> [INSTRUCTION]: Put the lines below that run from the one containing "Note to the class: point to the sandy" through the one containing "Note to the class: point to the grassy", both included, into a numbered list, omitting any blank lines.

> [ENTRIES PROVIDED]:
>> Start
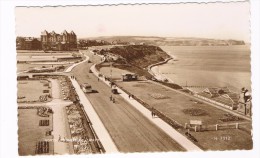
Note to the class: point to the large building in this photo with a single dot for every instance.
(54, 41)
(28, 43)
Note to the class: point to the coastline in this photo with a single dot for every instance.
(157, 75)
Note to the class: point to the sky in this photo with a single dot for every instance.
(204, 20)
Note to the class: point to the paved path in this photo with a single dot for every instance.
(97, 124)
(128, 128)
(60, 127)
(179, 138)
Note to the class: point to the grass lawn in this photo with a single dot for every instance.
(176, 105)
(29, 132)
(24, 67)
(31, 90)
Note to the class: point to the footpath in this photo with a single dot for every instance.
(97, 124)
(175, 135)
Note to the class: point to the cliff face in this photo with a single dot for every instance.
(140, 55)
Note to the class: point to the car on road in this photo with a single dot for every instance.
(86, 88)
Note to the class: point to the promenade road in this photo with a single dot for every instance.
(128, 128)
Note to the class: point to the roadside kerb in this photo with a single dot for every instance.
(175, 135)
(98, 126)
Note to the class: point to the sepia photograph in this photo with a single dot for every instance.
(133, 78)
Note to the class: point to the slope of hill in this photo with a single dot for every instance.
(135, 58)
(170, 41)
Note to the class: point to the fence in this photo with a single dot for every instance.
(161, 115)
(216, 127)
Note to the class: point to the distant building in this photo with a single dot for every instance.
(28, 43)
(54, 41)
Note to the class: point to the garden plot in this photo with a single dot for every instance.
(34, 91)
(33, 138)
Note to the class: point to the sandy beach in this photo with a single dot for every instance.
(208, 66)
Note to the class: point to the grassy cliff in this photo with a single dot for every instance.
>> End
>> Start
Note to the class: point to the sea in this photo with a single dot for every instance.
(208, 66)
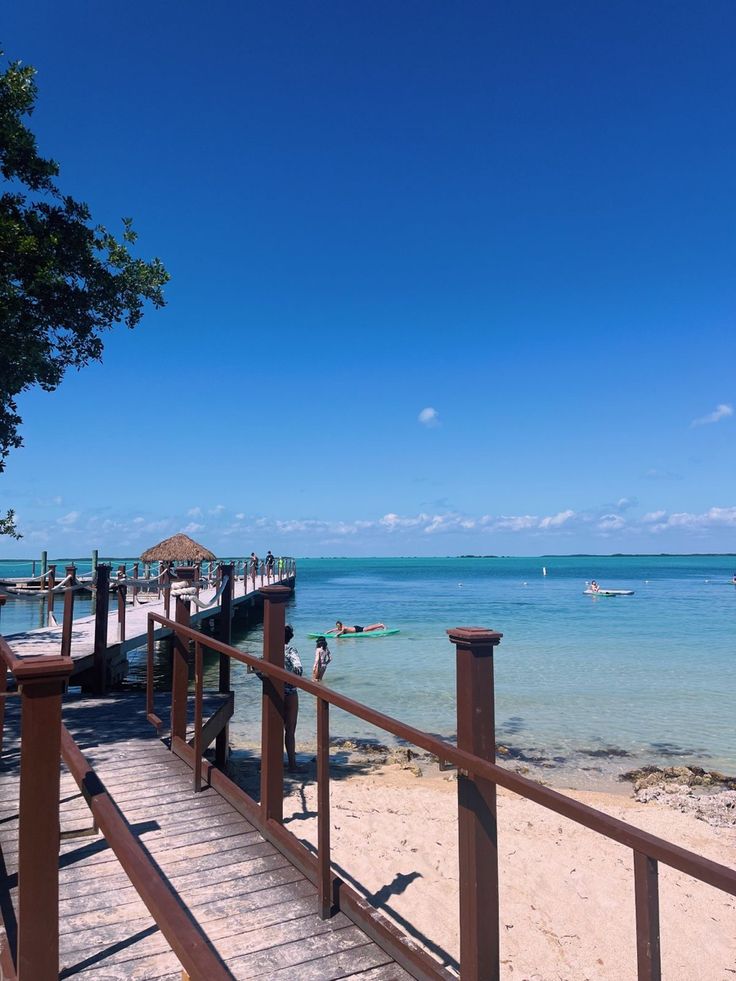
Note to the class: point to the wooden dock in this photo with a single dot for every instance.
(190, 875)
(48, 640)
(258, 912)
>> End
>> Start
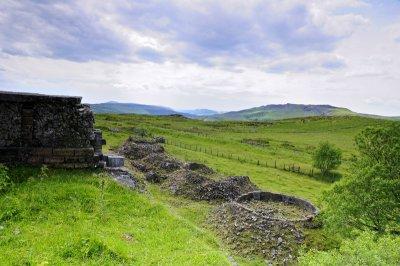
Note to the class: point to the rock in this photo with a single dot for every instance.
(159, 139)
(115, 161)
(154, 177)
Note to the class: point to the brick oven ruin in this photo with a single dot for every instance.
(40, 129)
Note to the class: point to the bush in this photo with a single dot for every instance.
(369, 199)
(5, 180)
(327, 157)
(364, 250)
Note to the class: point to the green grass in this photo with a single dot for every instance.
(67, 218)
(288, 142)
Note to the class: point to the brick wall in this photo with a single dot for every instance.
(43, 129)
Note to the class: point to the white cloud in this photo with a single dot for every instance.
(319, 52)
>> End
> [EXPECTED OUTPUT]:
1. Note to the class: point to the sandy beach in this photo with a single dot for every instance.
2. (208, 66)
3. Note to the class: point to the grassy cliff in this photo with a single dot for every instance.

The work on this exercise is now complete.